• _Exercise_
Reproduce word for word the stretch of the items below from the line containing "Indicate every instance of the tree crest" through the end of the items, including both ends.

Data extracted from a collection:
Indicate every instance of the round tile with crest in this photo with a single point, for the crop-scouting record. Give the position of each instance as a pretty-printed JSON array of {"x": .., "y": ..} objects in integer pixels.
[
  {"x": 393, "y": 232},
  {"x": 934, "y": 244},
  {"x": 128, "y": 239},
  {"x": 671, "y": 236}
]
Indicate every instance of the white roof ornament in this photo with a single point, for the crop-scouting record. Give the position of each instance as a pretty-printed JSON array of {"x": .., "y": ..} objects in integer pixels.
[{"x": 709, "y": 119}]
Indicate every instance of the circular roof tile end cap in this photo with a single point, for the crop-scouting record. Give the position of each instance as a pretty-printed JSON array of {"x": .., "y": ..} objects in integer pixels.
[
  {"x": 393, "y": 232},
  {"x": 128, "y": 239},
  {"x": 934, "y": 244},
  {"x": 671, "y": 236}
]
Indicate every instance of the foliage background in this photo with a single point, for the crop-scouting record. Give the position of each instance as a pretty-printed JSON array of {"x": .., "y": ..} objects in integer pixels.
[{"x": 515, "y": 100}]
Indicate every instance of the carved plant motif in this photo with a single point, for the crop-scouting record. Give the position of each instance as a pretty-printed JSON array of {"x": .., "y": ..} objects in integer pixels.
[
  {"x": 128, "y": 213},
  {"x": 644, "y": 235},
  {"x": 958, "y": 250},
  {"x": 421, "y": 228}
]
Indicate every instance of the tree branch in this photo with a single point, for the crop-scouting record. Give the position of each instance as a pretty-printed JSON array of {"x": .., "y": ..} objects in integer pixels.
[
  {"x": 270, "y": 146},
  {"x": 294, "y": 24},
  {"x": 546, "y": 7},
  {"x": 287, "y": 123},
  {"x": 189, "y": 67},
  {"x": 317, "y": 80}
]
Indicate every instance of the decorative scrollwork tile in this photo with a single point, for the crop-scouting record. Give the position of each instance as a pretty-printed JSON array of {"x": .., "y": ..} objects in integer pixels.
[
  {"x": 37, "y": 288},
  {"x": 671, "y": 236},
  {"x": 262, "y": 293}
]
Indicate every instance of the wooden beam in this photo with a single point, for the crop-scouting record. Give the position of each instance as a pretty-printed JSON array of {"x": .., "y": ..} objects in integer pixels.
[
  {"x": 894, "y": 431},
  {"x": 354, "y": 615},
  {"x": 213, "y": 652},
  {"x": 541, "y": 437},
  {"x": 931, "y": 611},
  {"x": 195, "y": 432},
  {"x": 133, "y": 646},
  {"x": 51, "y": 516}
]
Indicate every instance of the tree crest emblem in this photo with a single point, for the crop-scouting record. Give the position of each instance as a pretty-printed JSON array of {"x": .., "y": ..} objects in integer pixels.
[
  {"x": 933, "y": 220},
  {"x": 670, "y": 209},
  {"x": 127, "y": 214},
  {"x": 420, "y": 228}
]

• _The reply_
Indicate every instance of the tree crest emblem in this photo with a single point, for the crop-scouting record. Give the position of each instance as a pretty-printed JSON array of {"x": .., "y": ..} objects in integer pixels.
[
  {"x": 933, "y": 220},
  {"x": 670, "y": 209},
  {"x": 127, "y": 214},
  {"x": 420, "y": 228}
]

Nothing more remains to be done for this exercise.